AI Demo App

Overview

GstInference is an open-source project from Ridgerun Engineering that provides a framework for integrating deep learning inference into GStreamer. Either use one of the included elements to do out-of-the-box inference using the most popular deep learning architectures or leverage the base classes and utilities to support your custom architecture.

This repo uses R²Inference, an abstraction layer in C/C++ for a variety of machine learning frameworks. With R²Inference a single C/C++ application may work with models on different frameworks. This is useful to execute inference taking advantage of different hardware resources such as CPU, GPU, or AI optimized accelerators.

On i350-EVK, we provide TensorFlow lite with different hardware resources to develop a variety of machine learning applications.

../_images/tools_ai-demo-app_gstinference-i350-evk-software-stack.png

GstInference Software Stack on i350-EVK

On i1200-DEMO, user can inference model through online-compiled path Tensordlow lite or offline-compiled path Neuron.
* * * * * * *
DIRECTIONS
**a)** Which hardware resources does the AI Demo App overview name as examples for running inference?
**b)** According to the AI Demo App overview, which company's open-source project is GstInference?
* * * * * * *
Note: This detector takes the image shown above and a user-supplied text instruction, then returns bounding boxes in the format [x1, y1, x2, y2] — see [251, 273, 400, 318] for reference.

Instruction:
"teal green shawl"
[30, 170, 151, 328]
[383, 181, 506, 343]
* * * * * * *
RESULTS FOR EACH TASK
**a)** CPU, GPU, and AI optimized accelerators

**b)** Ridgerun Engineering